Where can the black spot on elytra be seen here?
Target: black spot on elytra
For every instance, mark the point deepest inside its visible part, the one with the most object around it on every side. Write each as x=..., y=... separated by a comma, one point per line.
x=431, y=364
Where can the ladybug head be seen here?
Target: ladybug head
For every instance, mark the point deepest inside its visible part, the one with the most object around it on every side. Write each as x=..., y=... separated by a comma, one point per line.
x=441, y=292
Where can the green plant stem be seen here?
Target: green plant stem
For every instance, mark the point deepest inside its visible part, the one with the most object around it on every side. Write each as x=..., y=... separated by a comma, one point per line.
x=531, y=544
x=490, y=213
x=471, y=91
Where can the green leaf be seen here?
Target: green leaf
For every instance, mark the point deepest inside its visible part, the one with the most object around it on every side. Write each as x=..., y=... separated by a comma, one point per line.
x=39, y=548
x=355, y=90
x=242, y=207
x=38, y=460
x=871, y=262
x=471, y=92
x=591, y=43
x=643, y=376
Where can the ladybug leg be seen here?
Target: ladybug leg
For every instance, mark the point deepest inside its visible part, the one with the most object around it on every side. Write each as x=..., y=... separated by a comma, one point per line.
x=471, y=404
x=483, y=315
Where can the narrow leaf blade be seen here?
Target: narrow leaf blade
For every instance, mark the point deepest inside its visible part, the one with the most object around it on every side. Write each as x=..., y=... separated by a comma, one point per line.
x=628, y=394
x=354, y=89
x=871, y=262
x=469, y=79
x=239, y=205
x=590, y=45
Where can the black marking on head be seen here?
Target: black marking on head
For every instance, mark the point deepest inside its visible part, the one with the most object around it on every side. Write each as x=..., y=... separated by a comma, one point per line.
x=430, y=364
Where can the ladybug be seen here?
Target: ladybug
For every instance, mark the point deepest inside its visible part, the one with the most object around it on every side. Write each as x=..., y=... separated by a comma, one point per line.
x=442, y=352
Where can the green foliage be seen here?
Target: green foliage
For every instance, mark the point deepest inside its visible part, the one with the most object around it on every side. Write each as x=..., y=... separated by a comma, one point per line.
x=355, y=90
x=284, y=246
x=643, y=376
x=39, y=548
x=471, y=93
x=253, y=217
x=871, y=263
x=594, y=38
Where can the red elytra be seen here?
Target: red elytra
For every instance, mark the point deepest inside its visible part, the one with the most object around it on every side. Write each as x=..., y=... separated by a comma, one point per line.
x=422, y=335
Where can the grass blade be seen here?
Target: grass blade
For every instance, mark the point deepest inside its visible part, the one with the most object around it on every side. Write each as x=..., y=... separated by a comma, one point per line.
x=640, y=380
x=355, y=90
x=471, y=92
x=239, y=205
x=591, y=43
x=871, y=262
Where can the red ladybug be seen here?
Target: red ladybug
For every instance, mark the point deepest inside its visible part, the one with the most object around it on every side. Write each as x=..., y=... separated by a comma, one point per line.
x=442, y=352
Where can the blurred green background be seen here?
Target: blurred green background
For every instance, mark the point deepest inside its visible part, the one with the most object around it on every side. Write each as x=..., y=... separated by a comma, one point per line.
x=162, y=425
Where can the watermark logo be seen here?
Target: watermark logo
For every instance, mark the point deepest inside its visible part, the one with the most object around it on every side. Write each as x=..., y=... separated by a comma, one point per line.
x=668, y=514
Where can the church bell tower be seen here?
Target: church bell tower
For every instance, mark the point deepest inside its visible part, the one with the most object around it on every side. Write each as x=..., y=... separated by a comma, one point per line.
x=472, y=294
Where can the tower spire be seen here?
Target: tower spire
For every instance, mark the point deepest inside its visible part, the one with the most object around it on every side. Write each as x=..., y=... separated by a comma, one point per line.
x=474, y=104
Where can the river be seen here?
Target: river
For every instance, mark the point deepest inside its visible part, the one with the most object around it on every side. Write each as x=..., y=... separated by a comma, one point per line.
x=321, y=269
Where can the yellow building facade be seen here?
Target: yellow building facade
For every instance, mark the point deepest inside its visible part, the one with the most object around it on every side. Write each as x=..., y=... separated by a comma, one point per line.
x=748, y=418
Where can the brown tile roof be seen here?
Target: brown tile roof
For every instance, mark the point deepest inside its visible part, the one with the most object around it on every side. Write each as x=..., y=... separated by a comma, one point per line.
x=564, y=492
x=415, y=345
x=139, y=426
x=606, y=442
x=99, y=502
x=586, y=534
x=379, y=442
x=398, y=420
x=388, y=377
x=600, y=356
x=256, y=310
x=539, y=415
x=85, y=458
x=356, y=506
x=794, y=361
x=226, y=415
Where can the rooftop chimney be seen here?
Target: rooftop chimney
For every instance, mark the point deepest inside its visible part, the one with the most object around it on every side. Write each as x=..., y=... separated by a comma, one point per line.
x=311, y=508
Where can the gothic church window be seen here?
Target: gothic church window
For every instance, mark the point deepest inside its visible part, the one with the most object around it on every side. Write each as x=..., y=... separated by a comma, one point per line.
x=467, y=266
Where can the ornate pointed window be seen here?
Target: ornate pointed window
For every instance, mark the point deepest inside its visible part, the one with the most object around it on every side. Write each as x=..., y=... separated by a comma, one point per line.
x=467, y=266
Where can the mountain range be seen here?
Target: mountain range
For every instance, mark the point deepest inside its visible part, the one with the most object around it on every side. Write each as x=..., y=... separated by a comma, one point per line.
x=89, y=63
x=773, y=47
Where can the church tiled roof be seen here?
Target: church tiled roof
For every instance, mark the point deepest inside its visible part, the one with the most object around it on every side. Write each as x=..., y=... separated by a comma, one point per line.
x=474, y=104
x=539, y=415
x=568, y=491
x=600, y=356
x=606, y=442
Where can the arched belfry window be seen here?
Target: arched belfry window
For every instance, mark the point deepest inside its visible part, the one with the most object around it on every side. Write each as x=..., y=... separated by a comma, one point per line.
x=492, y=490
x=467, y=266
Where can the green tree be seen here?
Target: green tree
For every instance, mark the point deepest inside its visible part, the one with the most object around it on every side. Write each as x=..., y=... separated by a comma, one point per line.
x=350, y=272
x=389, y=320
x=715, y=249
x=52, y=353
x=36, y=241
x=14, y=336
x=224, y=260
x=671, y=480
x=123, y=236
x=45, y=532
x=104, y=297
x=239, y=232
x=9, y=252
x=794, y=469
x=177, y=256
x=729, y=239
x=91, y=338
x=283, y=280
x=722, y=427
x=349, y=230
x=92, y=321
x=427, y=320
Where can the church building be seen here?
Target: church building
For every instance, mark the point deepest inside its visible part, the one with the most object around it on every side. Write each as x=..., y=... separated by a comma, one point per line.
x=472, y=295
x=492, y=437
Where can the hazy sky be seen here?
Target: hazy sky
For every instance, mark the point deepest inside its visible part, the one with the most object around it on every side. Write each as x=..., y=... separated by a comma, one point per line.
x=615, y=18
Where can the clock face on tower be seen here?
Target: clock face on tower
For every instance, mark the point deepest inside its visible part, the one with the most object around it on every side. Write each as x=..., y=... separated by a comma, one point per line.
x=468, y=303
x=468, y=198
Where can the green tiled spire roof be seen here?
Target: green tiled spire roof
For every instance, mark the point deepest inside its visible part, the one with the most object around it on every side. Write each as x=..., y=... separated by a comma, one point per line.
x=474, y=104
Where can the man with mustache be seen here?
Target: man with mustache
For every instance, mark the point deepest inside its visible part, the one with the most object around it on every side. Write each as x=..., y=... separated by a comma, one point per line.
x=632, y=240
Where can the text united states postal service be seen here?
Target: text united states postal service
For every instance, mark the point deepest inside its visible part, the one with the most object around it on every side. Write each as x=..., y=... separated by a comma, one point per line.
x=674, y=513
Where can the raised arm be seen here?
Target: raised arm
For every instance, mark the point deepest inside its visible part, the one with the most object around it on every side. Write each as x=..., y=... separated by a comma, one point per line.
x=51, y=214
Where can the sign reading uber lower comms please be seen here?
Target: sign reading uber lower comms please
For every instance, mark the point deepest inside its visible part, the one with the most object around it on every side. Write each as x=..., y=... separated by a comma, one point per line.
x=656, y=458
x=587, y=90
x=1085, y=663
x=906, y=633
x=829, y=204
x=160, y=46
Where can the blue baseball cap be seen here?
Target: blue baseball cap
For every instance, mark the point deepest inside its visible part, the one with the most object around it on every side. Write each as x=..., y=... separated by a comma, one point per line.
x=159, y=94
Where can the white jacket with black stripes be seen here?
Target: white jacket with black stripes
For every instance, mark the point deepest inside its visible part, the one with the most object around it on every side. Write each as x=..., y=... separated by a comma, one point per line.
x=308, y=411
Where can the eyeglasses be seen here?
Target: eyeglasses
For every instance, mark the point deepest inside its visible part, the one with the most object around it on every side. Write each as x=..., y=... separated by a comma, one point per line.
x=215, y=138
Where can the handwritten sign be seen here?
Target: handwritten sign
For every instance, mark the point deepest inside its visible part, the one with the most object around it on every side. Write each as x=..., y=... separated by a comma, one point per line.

* **DIRECTION**:
Convert the stretch of lines that opens with the line containing "Where can the green leaf be seen here?" and closes with the line containing "x=430, y=364", both included, into a JSON list of strings, one string per line and no blank lines.

* **REPLY TO THE EXERCISE**:
[
  "Where can the green leaf be seen here?",
  "Target: green leaf",
  "For every instance, mark the point deepest inside its visible part, the one with the most object around it on every side. Write each as x=..., y=... separated by a comma, one point per line.",
  "x=39, y=548",
  "x=355, y=90",
  "x=242, y=207",
  "x=38, y=460",
  "x=871, y=262",
  "x=471, y=92",
  "x=591, y=43",
  "x=643, y=376",
  "Where can the ladybug leg be seen here?",
  "Target: ladybug leg",
  "For every instance, mark the point deepest inside its visible part, the one with the most object around it on every side. Write each as x=..., y=... separated by a comma, one point per line.",
  "x=471, y=404",
  "x=483, y=315",
  "Where can the narrow leaf blade be seen here?",
  "Target: narrow leaf blade",
  "For every instance, mark the point deepest inside its visible part, the one with the most object around it on every side. Write each as x=..., y=... separated by a comma, one point per line.",
  "x=628, y=394",
  "x=354, y=89",
  "x=871, y=262",
  "x=469, y=79",
  "x=239, y=205",
  "x=590, y=45",
  "Where can the black marking on head be seen here?",
  "Target: black marking on head",
  "For every instance, mark the point deepest inside its visible part, the one with the most object around it on every side. Write each as x=..., y=... separated by a comma, one point per line.",
  "x=430, y=364"
]